DIRECTION A »
Return each line of the entries below that contains the word "black".
──────── PAGE ────────
John Francis Hamtramck Claiborne (April 24, 1809 – May 17, 1884) was a member of the U. S. House of Representatives from Mississippi. He wrote a history of Mississippi.

Biography
Claiborne was named after Jean François Hamtramck and was the son of Ferdinand Claiborne. He was also a nephew of William Charles Cole Claiborne and Nathaniel Herbert Claiborne, grandnephew of Thomas Claiborne, great-grandfather of Herbert Claiborne Pell, Jr., great-great-grandfather of Claiborne de Borda Pell, and great-great-grand-uncle of Corinne Claiborne Boggs.

He was born in Natchez, Mississippi and attended school in Virginia, where he studied law.

He was admitted to the bar in 1825, and commenced the practice of law at Natchez. He owned slaves. He was a member of the state House of Representatives from 1830 to 1834, then moved to Madison County, Mississippi, and was elected as a Jacksonian to the Twenty-fourth Congress, where he was a Representative from March 4, 1835 to March 3, 1837.
────────
DIRECTION B »
According to the biography, where was Claiborne born?
──────── MATERIAL FOR THIS EXERCISE ────────
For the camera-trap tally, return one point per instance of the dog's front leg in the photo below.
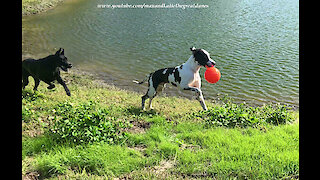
(199, 96)
(64, 85)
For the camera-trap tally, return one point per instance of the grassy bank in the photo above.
(100, 132)
(36, 6)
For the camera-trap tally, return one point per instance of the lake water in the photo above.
(255, 43)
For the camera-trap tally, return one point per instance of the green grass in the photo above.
(100, 132)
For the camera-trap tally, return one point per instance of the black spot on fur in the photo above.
(177, 76)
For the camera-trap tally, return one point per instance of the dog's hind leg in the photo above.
(25, 78)
(64, 85)
(25, 81)
(143, 98)
(199, 96)
(36, 83)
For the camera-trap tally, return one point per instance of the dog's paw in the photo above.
(51, 86)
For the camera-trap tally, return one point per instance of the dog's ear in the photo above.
(193, 49)
(58, 52)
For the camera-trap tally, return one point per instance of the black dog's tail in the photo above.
(141, 82)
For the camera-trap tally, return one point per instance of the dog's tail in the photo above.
(141, 82)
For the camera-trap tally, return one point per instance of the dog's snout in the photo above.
(211, 63)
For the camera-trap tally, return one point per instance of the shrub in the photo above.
(86, 124)
(240, 115)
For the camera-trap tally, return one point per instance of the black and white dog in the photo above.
(46, 69)
(186, 76)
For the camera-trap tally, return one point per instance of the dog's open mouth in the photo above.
(65, 68)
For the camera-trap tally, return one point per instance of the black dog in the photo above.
(46, 69)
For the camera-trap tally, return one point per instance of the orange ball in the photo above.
(212, 74)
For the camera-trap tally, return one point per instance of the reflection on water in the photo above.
(254, 42)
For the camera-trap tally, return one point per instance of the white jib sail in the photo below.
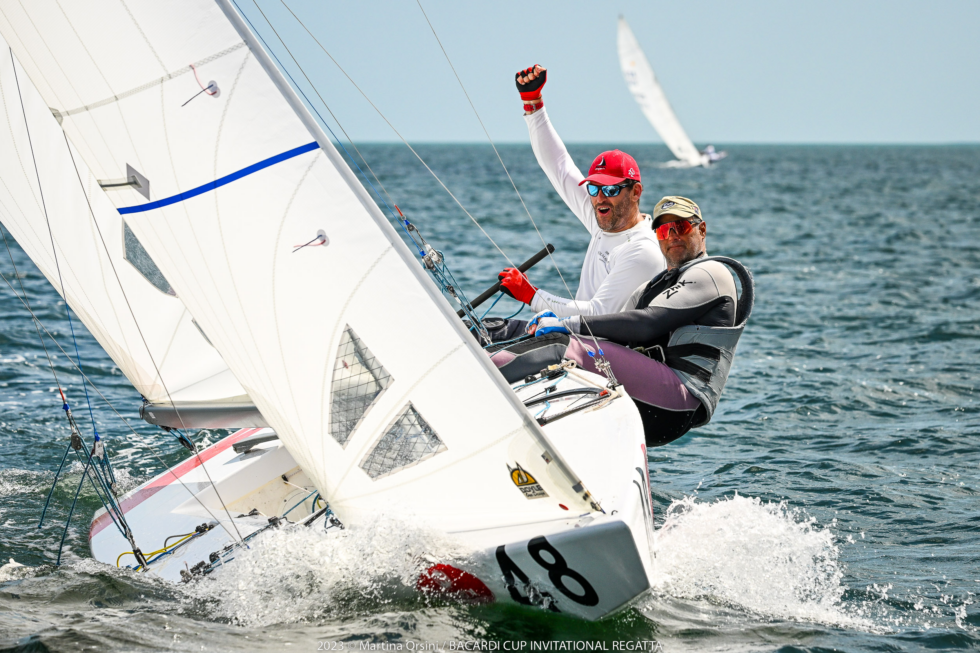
(347, 348)
(191, 368)
(644, 86)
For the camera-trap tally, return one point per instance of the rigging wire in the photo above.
(71, 420)
(433, 259)
(602, 363)
(98, 448)
(397, 133)
(54, 251)
(138, 439)
(54, 372)
(142, 337)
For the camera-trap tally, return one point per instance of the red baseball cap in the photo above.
(613, 167)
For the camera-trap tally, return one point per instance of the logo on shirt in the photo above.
(604, 257)
(676, 288)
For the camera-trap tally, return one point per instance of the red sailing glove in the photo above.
(531, 92)
(516, 285)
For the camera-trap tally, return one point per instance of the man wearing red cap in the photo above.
(623, 251)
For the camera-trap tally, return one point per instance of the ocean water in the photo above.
(832, 504)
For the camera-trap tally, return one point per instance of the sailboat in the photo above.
(648, 93)
(195, 216)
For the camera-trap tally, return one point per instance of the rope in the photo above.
(149, 353)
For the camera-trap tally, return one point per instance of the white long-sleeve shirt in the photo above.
(615, 263)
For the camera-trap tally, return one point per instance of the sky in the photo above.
(754, 71)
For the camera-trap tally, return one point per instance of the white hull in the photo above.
(588, 565)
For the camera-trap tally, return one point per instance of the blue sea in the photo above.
(833, 503)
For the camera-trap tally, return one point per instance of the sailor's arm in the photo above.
(631, 268)
(551, 153)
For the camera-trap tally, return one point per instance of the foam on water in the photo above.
(301, 574)
(763, 557)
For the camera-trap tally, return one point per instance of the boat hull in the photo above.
(588, 565)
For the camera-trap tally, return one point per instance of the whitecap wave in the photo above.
(758, 556)
(299, 574)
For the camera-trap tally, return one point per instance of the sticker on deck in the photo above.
(526, 483)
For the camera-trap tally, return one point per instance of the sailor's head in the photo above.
(614, 186)
(680, 228)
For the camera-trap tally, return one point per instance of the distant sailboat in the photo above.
(644, 86)
(287, 303)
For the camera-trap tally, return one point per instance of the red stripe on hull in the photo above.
(167, 478)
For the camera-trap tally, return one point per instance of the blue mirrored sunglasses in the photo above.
(608, 191)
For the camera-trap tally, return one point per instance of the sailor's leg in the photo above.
(666, 406)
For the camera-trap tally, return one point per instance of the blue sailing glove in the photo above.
(547, 322)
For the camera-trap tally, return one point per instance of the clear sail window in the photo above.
(140, 259)
(408, 441)
(358, 380)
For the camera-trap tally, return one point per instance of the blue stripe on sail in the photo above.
(217, 183)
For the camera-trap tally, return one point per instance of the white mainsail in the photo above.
(90, 243)
(347, 348)
(644, 86)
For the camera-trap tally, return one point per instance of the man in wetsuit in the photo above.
(675, 338)
(623, 250)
────────
TASK ANSWER A »
For the camera-trap tally, return one point per instance of the black spot on fur in the photo above.
For the camera-trap tally, return one point per instance of the black dog's tail in the photo above.
For the camera-trap tally, return one point per instance of the black and white dog in the photo above.
For the camera-trap tally, return one point per instance of the black dog in the photo above.

TASK ANSWER B »
Natchez, Mississippi.